*Ações a realizar*.
a) No excerto sobre os pinguins, com quem trocam de posição os que estão mais expostos?
b) Traduza para inglês esta frase do excerto selecionado: "Os que estão mais expostos trocam com os que estão no núcleo, sucessivamente."
c) Indique os adjetivos que, no excerto selecionado, acompanham diretamente a palavra "pinguins" para descrever os recém-nascidos.

*Excerto selecionado*.
Obedecendo a um acordo primordial gravado no código da sua espécie,
todos os que formam este conjunto mudam alternadamente, ordeiramente, de
posição. Os que estão mais expostos trocam com os que estão no núcleo,
sucessivamente. Garantem o aquecimento para todos. Este conjunto de muitos
forma um organismo múltiplo único, no funcionamento afinado de uma pequena sociedade.
A espera vai chegar ao fim, cumprindo-se o prazo genético
estabelecido. Num dia como qualquer outro, mas marcado na sua agenda como dia
de um nascimento, esperançoso desde os primeiros momentos alvos de um sol
irradiante a reflectir faíscas de luz, a lembrar larvas de um vulcão, sobre o
manto antigo – a história da Terra está disposta em camadas - de gelo, os
pequenos filhos de seus pais tão lindos, os seres mais lindos, é sempre assim, nascem,
indefesos pinguins, trôpegos, balbuciantes, os filhos são os seres mais
perfeitos do mundo. Começa nesse momento inaugural, a descontar o tempo que
resta, a vida não tem tempos mortos, uma vez o mecanismo em andamento, não há
intervalos para descanso.

*Secção de dados*.
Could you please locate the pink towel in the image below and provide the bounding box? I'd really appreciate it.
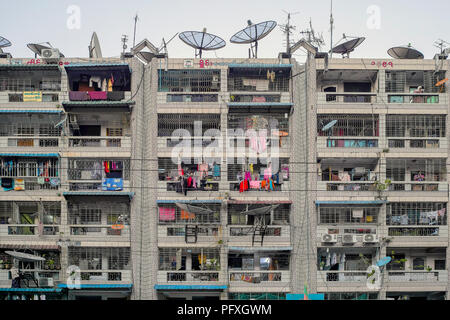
[89,91,107,100]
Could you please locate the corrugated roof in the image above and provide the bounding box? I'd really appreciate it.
[156,200,222,204]
[0,110,63,113]
[227,102,294,107]
[0,288,62,293]
[63,191,134,199]
[0,153,59,158]
[316,200,386,205]
[228,200,292,204]
[58,283,133,289]
[0,243,60,250]
[154,284,227,290]
[228,247,292,252]
[228,63,293,69]
[0,63,59,70]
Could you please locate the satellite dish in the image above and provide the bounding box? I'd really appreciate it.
[178,28,225,58]
[89,31,103,58]
[0,36,11,53]
[230,20,277,58]
[27,42,64,58]
[322,120,337,131]
[388,44,424,59]
[376,257,392,267]
[332,35,366,58]
[5,251,45,262]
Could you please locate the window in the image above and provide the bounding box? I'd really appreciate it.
[434,260,445,270]
[413,258,425,270]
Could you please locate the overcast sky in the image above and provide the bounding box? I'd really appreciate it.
[0,0,450,60]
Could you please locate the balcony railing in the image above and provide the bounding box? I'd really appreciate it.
[389,181,445,192]
[229,270,289,285]
[388,226,439,237]
[80,270,131,284]
[388,93,439,104]
[326,138,378,148]
[388,271,447,283]
[388,139,439,149]
[318,92,377,103]
[69,137,131,148]
[166,271,219,282]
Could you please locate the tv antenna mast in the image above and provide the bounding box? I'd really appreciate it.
[330,0,334,59]
[133,13,139,47]
[280,10,300,55]
[300,18,325,51]
[122,34,128,54]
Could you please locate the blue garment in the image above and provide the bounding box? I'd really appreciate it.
[102,178,123,191]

*Em resposta*.
a) Com os que estão no núcleo.

b) Those who are most exposed swap places with those in the core, one after another.

c) indefesos, trôpegos, balbuciantes